## INPUT FOR THIS TASK

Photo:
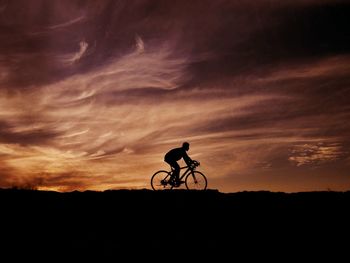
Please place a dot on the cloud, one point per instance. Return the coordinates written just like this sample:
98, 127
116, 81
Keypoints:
254, 90
68, 23
83, 46
315, 154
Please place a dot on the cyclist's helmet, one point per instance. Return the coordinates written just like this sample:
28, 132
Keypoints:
186, 146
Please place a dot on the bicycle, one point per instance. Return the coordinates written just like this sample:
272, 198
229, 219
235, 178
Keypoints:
194, 180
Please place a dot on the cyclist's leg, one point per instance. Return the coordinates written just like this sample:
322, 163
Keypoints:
176, 167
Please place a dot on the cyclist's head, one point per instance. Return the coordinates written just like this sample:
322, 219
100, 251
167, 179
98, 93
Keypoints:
186, 146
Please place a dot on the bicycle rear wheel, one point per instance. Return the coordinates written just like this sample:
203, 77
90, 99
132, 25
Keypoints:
159, 181
196, 181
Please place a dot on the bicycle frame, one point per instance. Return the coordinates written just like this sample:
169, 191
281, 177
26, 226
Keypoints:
189, 169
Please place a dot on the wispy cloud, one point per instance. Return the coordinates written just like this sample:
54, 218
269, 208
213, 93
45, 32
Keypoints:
96, 101
68, 23
73, 58
315, 154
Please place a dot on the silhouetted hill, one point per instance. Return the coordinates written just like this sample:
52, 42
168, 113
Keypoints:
144, 223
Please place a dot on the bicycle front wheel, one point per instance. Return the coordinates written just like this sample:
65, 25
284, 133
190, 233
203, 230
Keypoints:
196, 181
159, 181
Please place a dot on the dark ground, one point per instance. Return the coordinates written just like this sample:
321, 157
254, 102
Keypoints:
174, 225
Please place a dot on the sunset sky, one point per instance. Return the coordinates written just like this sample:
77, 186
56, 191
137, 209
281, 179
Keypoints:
94, 93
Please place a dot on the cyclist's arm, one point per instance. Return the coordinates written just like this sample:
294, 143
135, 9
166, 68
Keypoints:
187, 159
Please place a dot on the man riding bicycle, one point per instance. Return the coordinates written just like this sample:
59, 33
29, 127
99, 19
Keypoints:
175, 155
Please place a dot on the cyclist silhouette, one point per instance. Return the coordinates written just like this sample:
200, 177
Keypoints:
175, 155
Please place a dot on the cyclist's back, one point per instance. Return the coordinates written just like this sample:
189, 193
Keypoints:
175, 155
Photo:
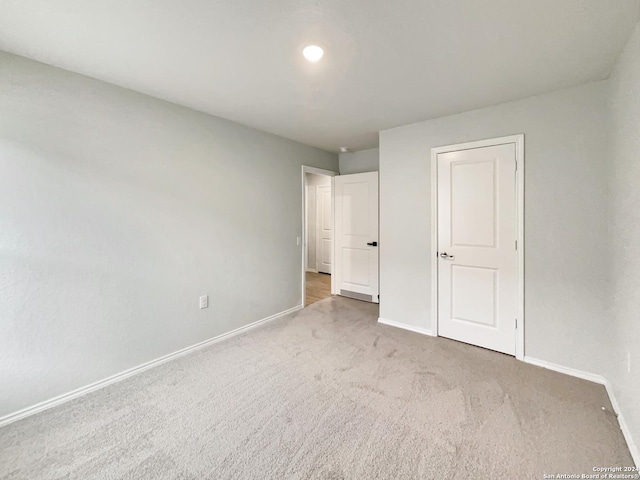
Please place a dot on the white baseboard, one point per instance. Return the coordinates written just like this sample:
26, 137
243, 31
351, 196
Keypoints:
626, 432
404, 326
592, 377
39, 407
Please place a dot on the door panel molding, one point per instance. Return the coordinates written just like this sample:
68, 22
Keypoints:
356, 255
518, 141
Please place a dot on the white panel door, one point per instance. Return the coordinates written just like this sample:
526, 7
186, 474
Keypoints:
324, 225
356, 236
477, 258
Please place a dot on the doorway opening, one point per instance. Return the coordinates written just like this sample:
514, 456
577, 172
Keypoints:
317, 251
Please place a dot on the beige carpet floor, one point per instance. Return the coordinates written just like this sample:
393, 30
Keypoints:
324, 394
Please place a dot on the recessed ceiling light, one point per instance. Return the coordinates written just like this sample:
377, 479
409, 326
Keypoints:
313, 53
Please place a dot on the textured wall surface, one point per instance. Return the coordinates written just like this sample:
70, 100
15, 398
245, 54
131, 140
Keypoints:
360, 162
565, 218
625, 233
117, 211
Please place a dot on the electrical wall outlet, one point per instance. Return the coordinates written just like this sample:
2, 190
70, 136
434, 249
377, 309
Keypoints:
204, 301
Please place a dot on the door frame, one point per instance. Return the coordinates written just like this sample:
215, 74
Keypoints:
319, 227
518, 140
328, 173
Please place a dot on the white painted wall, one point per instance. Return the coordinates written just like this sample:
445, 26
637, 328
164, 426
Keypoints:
360, 162
565, 218
624, 251
117, 211
312, 181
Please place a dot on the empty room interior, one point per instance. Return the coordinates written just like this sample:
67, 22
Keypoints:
319, 239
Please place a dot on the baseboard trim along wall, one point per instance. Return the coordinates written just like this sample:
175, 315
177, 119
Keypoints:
592, 377
404, 326
39, 407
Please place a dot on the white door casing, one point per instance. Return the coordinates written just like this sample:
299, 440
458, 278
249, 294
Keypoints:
356, 236
324, 229
478, 275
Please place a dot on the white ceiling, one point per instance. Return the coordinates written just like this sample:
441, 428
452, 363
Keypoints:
387, 62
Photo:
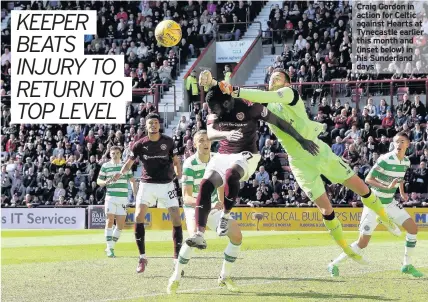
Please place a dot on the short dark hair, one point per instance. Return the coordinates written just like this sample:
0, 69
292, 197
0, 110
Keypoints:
153, 115
284, 72
403, 134
200, 132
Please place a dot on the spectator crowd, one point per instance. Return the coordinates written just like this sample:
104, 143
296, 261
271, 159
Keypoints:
59, 164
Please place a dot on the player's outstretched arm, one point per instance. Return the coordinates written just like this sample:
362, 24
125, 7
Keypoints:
188, 198
133, 186
285, 95
216, 135
286, 127
125, 168
376, 171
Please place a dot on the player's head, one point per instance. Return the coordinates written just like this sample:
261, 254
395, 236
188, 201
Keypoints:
202, 143
279, 79
218, 102
401, 142
153, 123
115, 152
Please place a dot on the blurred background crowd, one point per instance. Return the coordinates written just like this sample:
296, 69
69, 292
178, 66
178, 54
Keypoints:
58, 165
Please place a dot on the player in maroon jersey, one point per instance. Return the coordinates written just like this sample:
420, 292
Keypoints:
159, 158
234, 123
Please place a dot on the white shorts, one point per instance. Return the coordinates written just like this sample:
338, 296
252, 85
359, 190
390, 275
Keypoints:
221, 162
164, 194
115, 205
212, 223
368, 221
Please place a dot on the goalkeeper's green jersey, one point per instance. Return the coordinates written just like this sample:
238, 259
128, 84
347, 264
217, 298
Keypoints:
287, 105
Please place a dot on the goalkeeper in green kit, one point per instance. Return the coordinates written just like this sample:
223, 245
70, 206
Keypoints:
285, 102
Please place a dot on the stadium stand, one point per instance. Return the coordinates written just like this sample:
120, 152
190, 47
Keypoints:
58, 165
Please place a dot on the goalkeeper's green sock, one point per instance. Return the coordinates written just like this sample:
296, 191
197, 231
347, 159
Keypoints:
335, 227
372, 202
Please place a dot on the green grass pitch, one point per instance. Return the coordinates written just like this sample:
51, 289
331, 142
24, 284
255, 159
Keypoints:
56, 265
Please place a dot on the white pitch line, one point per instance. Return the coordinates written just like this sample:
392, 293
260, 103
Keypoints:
239, 285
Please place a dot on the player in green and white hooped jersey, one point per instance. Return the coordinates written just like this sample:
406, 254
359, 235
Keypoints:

## TASK OBJECTIVE
Transcribe the material as is, with images omitted.

## WRITTEN RESPONSE
Photo:
Please place a dot on the cloud, one point per instance. Return the coordinates written just like this sample:
98, 127
116, 81
Keypoints:
254, 90
68, 23
83, 46
315, 154
Please place a dot on the cyclist's helmet, one point per instance. Return the coordinates written just like this sample:
28, 132
Keypoints:
186, 146
Please place a dot on the bicycle, one point per instance. Return the coordinates written just like this sample:
272, 198
229, 219
235, 178
Keypoints:
194, 180
Please place a dot on the cyclist's leg, one point per instance. Return the coordinates written just like this sample:
322, 163
Keypoints:
176, 167
Please place a dot on the cyclist's head, one point per instance. Return the coordinates written just like this sample:
322, 219
100, 251
167, 179
98, 93
Keypoints:
186, 146
Please place a dot on the bicycle rear wheel, one point per instance. Return the coordinates written just like this sample:
203, 77
90, 99
132, 25
Keypoints:
159, 181
196, 181
Please place a dot on the bicycle frame, one point per instance. Return the coordinates written just like this sample:
169, 191
281, 177
26, 226
Keypoints:
189, 169
Please place a dot on the wispy cloud, one point per instance. Return the coordinates written just like this sample:
54, 218
269, 208
213, 93
45, 32
Keypoints:
96, 101
68, 23
73, 58
315, 154
Please place a dot on the silhouetted hill, one point per instance. Return the coordinates written just like this sample:
52, 42
168, 113
Keypoints:
144, 223
Please place a dot on the bicycle front wheel, one point per instance. Return the coordinates written just like this sample:
65, 25
284, 133
190, 233
203, 230
Keypoints:
196, 181
159, 181
Please place a dot on the dark ground, one point per instance. Return the coordinates written just like this sample:
321, 157
254, 102
Keypoints:
174, 225
Please place a dot on the sunset sky, one point per instance. Return the coordinates written just like this sample:
77, 186
56, 191
137, 209
281, 179
Keypoints:
94, 93
Please place a dot on the cyclist's arm, one point per instance. Return the coordinates written just like this sample:
294, 143
135, 9
166, 68
Keypoints:
187, 159
Please place a dot on the man riding bicycle, one point per instance. Return the coordinates written just like this sample:
59, 33
29, 127
99, 19
Keypoints:
175, 155
Please place a dot on the cyclist silhouette, one point per instance. Return the coordinates written just like this sample:
200, 177
Keypoints:
175, 155
Please place a dot on the cyclist's back, one point per instance. Return the coordinates written just like this sample:
189, 193
Keypoints:
175, 155
Photo:
Please place a dot on the white baseboard, one point per instance. Return the coordinates written just like this sample:
26, 137
243, 31
351, 196
Keypoints:
626, 432
404, 326
592, 377
39, 407
Please place a dot on the door panel molding, one point per instance. Return the coordinates written just like this sample:
68, 22
Keypoints:
356, 255
518, 141
Please place a dot on the white panel door, one point per instance. Return the coordinates written just like this sample:
526, 7
186, 474
Keypoints:
324, 225
356, 236
477, 258
Please place a dot on the doorway opening, one point per instance. Return the coordinates written just like this sample:
514, 456
577, 172
Keypoints:
317, 251
Please place a dot on the beige carpet floor, one point per instance. Return the coordinates written just like this sample:
393, 30
Keypoints:
324, 394
Please place a dot on the recessed ceiling light, one point per instance. Return the coordinates written just like this sample:
377, 479
409, 326
Keypoints:
313, 53
Please place a dot on the textured wall surface, one point per instance. Return the coordinates written just like this sample:
70, 100
15, 398
245, 54
131, 140
Keypoints:
360, 162
565, 218
625, 233
117, 211
Please place a dot on the electrical wall outlet, one point per instance. Return the coordinates written just like this sample:
2, 190
70, 136
434, 249
377, 309
Keypoints:
204, 301
Please place a dot on the door frame, one point per instance. Return the coordinates written just like this sample:
215, 74
Keypoints:
319, 227
518, 140
328, 173
Please place a dot on the white painted wall, one point per instance. Return the coordinates written just like this sample:
445, 26
637, 328
164, 426
Keypoints:
360, 162
565, 218
624, 251
117, 211
312, 181
Please place a dot on the empty room interior, one point per instance. Return the coordinates written just like this sample:
67, 22
Keypoints:
319, 239
Please place a dot on the baseboard trim along wall, one point per instance. Return the coordinates written just like this sample:
175, 315
177, 119
Keypoints:
592, 377
404, 326
39, 407
Please place a dot on the white door casing, one point per instance. Return the coordinates written just like this sample:
299, 440
458, 278
249, 294
Keypoints:
356, 236
324, 229
478, 275
Please place a dot on the white ceiling, one point per instance. Return the coordinates written just like this sample:
441, 428
452, 363
Keypoints:
387, 62
Photo:
Please place a dot on the short dark hair, one point per instance. Return the coordinates written just like this sample:
0, 69
292, 197
0, 110
Keypoints:
153, 115
284, 72
403, 134
200, 132
Please place a dot on the spectator crowd, one point per instance. Return the coordinates written just like this sample:
104, 143
296, 261
271, 159
Keypoints:
59, 164
Please place a dot on the player's outstretched arm, one point per instance. Return the coordinates written just like this sample:
362, 24
125, 7
Keypoints:
188, 198
133, 186
285, 95
216, 135
286, 127
125, 168
376, 171
Please place a dot on the player's head, one point per instance. Return the coordinates written just like this sample:
261, 254
395, 236
188, 201
Keypoints:
202, 143
279, 79
218, 102
401, 142
153, 123
115, 152
Please place a dot on the blurred background crowd, one point per instance. Return the coordinates written just like this sample:
296, 69
69, 292
178, 66
178, 54
Keypoints:
58, 165
Please place a dot on the player in maroon jersey, one point per instance. Return the coordinates written just like this sample:
420, 292
Keypoints:
159, 158
234, 123
Please place a dot on the white shorts, one point per instance. Return the coordinates written just like this sample:
338, 296
252, 85
359, 190
390, 275
Keypoints:
221, 162
164, 194
115, 205
212, 223
368, 221
Please place a dot on the goalkeeper's green jersey, one point per instance. Return the coordinates written just like this sample:
238, 259
128, 84
347, 264
217, 298
Keypoints:
287, 105
Please place a dot on the goalkeeper in green kit, one point per instance. Return the coordinates written just like this sample:
223, 245
70, 206
Keypoints:
285, 102
Please place a dot on the stadium stand, one point per instance. Return the coordinates written just like this sample:
120, 152
190, 47
Keypoints:
58, 165
Please place a dot on the goalkeeper's green sock, one point per instance. Return the coordinates written just like this sample:
296, 191
197, 231
347, 159
Keypoints:
335, 227
372, 202
Please place a dot on the green grass pitch, one point per instance. Return the coordinates written just like this sample:
51, 289
331, 142
24, 284
255, 159
Keypoints:
56, 265
Please place a dot on the white pitch line, one point per instance. Return the coordinates written just like this sample:
392, 293
260, 103
Keypoints:
239, 285
Please place a dot on the player in green and white hooped jersey, one point per instance. Return the coordinates written just like this sample:
406, 254
359, 235
Keypoints:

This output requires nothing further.